[Collected data entries]

****

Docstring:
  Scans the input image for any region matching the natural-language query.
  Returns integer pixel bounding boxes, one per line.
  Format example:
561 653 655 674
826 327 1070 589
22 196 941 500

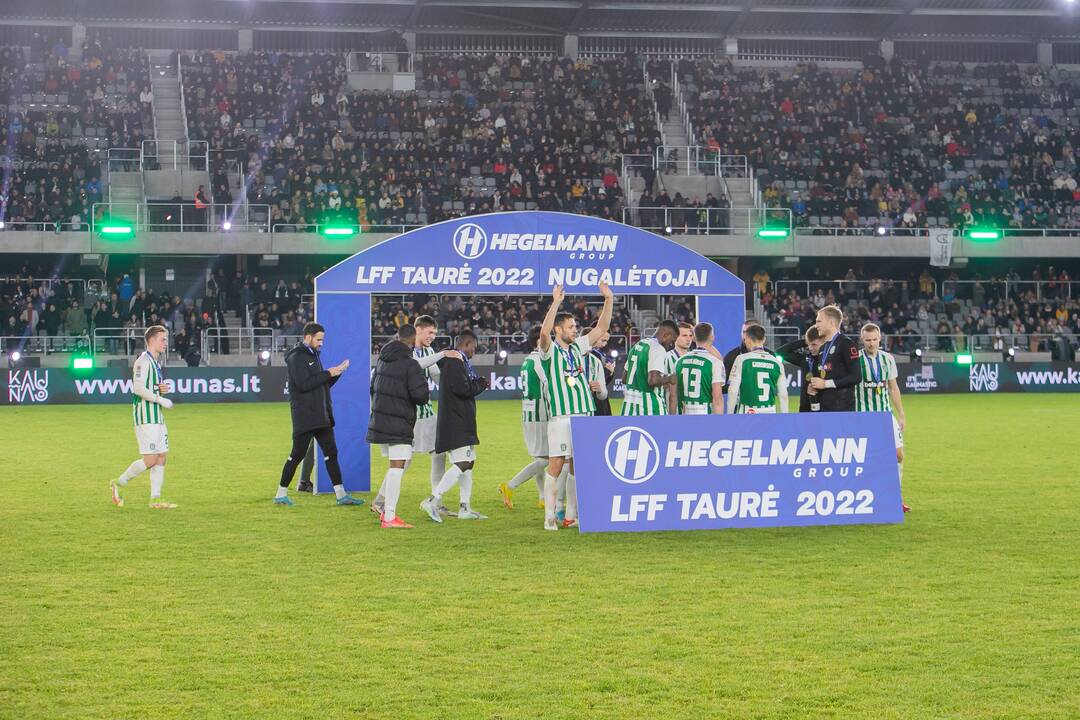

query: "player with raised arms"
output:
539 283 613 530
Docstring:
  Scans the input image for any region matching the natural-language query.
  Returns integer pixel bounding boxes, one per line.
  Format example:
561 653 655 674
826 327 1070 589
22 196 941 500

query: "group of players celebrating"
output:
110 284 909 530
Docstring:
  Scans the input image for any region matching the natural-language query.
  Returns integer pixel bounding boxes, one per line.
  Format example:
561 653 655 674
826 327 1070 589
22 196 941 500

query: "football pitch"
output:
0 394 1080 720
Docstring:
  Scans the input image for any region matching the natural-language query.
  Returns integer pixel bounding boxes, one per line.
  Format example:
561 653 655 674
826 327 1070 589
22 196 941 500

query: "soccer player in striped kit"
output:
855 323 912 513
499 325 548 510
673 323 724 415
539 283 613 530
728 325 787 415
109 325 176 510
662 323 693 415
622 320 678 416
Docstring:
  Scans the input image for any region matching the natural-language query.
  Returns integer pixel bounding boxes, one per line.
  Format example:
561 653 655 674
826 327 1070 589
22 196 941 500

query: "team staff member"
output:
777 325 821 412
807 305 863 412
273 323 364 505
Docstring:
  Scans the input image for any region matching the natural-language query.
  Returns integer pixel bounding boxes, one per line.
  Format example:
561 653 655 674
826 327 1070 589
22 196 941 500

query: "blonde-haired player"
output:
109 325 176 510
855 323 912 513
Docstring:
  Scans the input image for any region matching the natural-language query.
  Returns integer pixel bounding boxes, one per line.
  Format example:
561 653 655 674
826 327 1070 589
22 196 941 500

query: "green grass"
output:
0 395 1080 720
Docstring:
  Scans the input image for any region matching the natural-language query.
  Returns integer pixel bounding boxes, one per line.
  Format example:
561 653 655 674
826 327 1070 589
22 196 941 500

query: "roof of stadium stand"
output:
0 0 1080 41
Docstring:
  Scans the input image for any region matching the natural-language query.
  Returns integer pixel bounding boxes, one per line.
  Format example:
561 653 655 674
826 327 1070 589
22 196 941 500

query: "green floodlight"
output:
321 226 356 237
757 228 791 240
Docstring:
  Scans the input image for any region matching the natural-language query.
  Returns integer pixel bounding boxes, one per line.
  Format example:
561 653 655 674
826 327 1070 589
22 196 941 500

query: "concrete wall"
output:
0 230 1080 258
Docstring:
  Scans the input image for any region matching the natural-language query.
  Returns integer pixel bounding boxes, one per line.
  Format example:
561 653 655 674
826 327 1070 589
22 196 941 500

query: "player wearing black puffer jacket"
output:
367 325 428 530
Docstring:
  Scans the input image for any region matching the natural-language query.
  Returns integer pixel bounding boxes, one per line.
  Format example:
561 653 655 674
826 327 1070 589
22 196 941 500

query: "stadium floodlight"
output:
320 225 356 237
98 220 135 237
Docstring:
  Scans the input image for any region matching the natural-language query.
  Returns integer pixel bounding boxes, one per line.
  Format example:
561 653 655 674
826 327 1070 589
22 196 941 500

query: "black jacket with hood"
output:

****

▸ Set exercise:
Rewrite the entire listing above with every "floodlight" swapped for "spotlight" and all other text unchanged, and omit the pictures.

▸ Exercise result:
Docstring:
  Scans the input image for any region matching the natural-language query.
  Returns integer pixel bounding boxes, one per line.
  Format example:
561 653 655 674
826 327 1070 589
22 196 941 500


query: "player with raised arms"
output:
539 283 613 530
Docstring:
  Scans the input image for any region matching the natural-language query.
  Returns integer pixel bounding boxes, one per line.
  Format example:
561 653 655 674
826 327 1070 589
22 196 941 500

query: "group of players celebrating"
output:
110 284 909 530
Docstring:
  Scans the input image for any region matching the natural-language query.
  Returns integer pixel bounding boxes, one per line.
  Format example:
561 653 655 674
826 327 1070 589
22 196 941 500

query: "football pitch"
output:
0 394 1080 720
Docstring:
  Scans the input image for any region matching the natural-language query.
  Returns integer pixel bounding boxes, one per line.
  Format example:
561 653 655 674
826 327 1070 589
22 196 941 500

query: "soccer player in striped kit"
output:
855 323 912 513
499 325 548 510
673 323 724 415
539 283 613 530
728 325 787 415
109 325 176 510
662 323 693 415
622 320 678 416
Docstring:
  Scans the input image for any region matching the natural-language query.
  Returns integer pixel bounding boxes, one per line.
  Format example:
561 653 655 674
826 327 1070 589
22 196 941 500

query: "team staff member"
output:
777 325 821 412
807 305 863 412
273 323 364 505
Docstring:
  Scans the input image for any region matching the natural-language query.
  Returns integer pixel bounding boxes, one per line.
  Format example:
561 653 655 674
826 327 1070 589
22 196 941 500

query: "blonde-haired player"
output:
109 325 176 510
855 323 912 513
Docstring:
  Scans the input image for any region matching the natural-language query.
  Returns integer pixel bounding boxes, one per line.
  Format example:
561 653 655 674
826 327 1070 589
22 196 941 500

query: "green grass"
output:
0 395 1080 720
Docstring:
  Scans the input image for any region matching the natural-language query.
  Returns integer pixel bounding boxes, one per line.
  Format example:
561 653 655 674
826 327 1070 589
22 196 941 500

query: "roof of stadium stand"
output:
0 0 1080 41
Docstring:
  Scans the input image for any region matching the natural-language query.
  Returns integer pixel bounding boxes, one per line.
  Format example:
561 653 655 674
826 327 1070 589
22 196 941 500

query: "green spotlight"
output:
321 226 356 237
757 228 791 240
Docstring:
  Scans the input image for any region matching the natural-language query.
  Returns integer pixel bounding boxes, one per line.
  Format example:
561 653 655 674
826 327 1070 589
22 196 941 500

query: "concrete wall"
output:
0 230 1080 258
Docstring:
  Scans the input image for any region matching the natural-language query.
  Returns integer pixel bounding boxes, one per line.
  Format example:
561 653 655 674
826 327 1070 589
22 196 941 500

query: "player wearing black puffer jacket"
output:
367 325 428 530
Docstring:
  Scans the input image for any region matching the natural-language query.
  Returns integer pixel bounding boxes, one per line.
  Format example:
561 653 655 674
826 327 1070 589
22 196 941 500

query: "stadium spotlight"
output:
320 225 356 237
98 220 135 237
Docstring:
  Scans the input image for any region matching the natural-language query.
  Returns integer pixel bounding boxes, one per line.
  Format example:
561 653 655 674
826 327 1070 589
22 196 941 500

query: "black jacket with hood"
output:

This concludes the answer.